Goal — Using the entries below, transcribe exactly the line containing "Objective: locate each instance of the car tire" and each line that follows it to the end.

begin Record extracts

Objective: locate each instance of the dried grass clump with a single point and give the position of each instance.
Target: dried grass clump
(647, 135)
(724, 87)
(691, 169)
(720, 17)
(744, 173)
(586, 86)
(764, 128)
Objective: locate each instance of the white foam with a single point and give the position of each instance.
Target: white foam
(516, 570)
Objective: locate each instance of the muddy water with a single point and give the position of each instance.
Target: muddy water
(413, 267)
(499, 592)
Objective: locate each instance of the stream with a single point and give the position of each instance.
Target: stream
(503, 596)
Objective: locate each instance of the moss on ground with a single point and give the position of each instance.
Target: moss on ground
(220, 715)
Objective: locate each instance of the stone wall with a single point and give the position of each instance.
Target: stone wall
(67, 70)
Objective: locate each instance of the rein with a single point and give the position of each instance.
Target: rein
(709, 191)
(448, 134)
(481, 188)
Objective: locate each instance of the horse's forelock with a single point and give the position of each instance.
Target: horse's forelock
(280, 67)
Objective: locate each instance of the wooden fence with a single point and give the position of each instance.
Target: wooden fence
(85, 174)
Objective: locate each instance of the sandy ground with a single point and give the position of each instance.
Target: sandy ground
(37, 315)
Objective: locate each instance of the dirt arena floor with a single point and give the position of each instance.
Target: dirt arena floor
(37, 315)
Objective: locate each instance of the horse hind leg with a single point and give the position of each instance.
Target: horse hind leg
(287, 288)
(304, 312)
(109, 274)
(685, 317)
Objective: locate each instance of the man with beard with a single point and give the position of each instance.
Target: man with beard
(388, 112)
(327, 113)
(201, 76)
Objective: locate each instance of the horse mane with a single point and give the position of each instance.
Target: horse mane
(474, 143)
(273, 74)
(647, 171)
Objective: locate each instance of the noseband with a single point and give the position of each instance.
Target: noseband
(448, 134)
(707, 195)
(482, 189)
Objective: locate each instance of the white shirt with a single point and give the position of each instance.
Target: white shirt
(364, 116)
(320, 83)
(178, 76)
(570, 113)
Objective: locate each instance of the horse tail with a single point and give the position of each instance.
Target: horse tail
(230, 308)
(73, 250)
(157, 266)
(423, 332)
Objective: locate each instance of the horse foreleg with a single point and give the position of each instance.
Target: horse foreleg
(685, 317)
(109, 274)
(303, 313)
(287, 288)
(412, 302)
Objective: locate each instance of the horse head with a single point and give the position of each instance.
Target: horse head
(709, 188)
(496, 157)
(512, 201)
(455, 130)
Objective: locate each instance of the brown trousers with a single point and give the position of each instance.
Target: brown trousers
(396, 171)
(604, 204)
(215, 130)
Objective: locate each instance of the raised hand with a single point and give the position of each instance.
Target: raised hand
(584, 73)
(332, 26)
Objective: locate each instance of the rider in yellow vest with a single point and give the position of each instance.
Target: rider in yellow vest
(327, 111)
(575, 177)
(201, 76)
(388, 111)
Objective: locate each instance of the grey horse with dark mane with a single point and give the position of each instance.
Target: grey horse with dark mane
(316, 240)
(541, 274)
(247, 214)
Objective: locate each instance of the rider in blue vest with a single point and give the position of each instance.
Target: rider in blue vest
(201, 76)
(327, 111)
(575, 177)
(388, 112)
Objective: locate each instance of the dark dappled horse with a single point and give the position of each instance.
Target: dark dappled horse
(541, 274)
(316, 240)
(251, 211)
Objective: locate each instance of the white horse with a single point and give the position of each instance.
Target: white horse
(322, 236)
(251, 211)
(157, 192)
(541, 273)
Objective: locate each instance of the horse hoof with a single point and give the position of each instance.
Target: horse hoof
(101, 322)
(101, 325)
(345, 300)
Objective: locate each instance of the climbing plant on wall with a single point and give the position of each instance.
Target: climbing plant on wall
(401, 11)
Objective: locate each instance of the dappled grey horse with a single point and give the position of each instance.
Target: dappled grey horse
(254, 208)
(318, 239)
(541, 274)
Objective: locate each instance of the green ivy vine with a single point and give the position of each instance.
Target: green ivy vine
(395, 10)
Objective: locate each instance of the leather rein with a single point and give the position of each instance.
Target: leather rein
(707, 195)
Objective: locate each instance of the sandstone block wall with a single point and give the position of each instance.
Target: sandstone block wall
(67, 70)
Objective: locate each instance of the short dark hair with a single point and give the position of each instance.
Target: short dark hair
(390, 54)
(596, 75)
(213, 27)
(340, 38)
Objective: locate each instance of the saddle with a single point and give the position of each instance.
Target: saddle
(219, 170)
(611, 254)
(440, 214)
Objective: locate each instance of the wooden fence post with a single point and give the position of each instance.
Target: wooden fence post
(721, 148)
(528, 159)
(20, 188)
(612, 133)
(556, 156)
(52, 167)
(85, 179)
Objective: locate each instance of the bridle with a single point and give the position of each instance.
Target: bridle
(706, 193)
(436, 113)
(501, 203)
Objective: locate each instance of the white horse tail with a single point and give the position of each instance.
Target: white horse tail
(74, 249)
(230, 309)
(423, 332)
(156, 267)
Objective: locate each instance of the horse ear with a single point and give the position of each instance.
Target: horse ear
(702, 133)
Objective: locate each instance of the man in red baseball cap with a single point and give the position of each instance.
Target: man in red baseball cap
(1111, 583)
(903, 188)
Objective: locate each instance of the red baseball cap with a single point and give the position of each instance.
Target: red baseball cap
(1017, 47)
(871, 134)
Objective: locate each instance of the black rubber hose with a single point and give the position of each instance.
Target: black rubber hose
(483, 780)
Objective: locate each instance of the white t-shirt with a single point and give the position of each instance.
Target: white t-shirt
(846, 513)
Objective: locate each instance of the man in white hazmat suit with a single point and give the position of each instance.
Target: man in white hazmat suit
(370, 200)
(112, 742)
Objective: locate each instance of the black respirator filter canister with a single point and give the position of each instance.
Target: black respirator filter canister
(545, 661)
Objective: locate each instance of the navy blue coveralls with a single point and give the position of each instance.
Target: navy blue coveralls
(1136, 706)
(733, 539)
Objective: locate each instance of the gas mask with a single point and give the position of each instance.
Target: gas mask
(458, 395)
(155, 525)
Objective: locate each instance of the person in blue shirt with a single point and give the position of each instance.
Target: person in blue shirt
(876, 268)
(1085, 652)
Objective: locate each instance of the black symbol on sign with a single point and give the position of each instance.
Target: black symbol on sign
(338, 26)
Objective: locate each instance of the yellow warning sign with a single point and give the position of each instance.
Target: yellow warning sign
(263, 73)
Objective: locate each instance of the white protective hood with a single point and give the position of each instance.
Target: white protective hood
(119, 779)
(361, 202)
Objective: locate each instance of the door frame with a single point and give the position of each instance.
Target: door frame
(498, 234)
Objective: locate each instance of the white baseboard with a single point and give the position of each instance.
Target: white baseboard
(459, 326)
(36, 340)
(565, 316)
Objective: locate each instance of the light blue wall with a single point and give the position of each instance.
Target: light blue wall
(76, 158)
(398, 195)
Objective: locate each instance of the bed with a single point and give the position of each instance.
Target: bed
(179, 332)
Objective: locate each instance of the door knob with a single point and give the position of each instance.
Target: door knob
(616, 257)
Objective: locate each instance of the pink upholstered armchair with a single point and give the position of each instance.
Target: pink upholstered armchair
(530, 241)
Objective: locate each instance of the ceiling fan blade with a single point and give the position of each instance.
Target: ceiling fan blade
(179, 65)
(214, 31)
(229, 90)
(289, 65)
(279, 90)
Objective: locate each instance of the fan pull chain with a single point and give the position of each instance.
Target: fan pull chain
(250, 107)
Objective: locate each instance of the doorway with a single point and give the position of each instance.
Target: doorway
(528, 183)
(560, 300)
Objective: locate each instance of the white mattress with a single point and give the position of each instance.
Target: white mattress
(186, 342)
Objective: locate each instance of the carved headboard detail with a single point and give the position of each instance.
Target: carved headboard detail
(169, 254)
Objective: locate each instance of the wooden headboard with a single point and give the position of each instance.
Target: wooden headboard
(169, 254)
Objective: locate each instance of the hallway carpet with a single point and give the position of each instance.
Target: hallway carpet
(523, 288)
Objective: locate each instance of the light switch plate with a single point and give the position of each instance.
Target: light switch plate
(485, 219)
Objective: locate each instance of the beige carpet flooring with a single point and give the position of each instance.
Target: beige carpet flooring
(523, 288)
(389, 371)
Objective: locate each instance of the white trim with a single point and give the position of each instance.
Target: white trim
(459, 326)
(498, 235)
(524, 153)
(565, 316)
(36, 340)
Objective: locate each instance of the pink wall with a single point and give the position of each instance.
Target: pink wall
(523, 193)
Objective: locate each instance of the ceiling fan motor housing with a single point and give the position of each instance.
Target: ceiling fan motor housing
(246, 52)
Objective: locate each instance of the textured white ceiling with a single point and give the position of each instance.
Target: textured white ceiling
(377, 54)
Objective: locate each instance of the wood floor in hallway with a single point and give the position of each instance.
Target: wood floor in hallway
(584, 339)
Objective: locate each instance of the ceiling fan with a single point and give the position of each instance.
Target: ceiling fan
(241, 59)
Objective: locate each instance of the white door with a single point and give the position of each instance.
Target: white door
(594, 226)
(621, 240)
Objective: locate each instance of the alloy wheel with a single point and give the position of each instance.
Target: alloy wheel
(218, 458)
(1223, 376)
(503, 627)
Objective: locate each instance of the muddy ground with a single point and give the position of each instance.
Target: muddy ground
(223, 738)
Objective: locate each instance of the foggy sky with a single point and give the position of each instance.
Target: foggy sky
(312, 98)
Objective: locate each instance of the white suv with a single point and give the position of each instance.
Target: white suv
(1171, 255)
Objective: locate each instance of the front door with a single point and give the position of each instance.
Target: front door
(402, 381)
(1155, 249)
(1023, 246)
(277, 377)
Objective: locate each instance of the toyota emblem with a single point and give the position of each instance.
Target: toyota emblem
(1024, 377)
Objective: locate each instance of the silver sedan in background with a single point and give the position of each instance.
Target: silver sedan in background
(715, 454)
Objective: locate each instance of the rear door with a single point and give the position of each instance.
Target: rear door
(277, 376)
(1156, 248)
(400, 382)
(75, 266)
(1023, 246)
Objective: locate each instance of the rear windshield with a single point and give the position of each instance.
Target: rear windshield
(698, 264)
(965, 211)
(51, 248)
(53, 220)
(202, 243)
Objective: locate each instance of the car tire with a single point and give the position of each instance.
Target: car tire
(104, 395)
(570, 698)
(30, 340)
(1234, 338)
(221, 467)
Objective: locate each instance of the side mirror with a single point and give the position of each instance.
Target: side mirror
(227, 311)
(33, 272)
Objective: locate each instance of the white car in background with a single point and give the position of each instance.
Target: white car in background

end Record extracts

Reply —
Objective: locate each instance of the car tire with a single point and give the position of each instance.
Target: car tire
(104, 395)
(570, 698)
(30, 340)
(1234, 338)
(221, 467)
Objective: locate each instance of the side mirror with a single point and give the position of each instance.
Target: side mirror
(227, 311)
(33, 272)
Objective: locate each instance of the white car in background with a single point and give the position of each instance.
Target: white car in background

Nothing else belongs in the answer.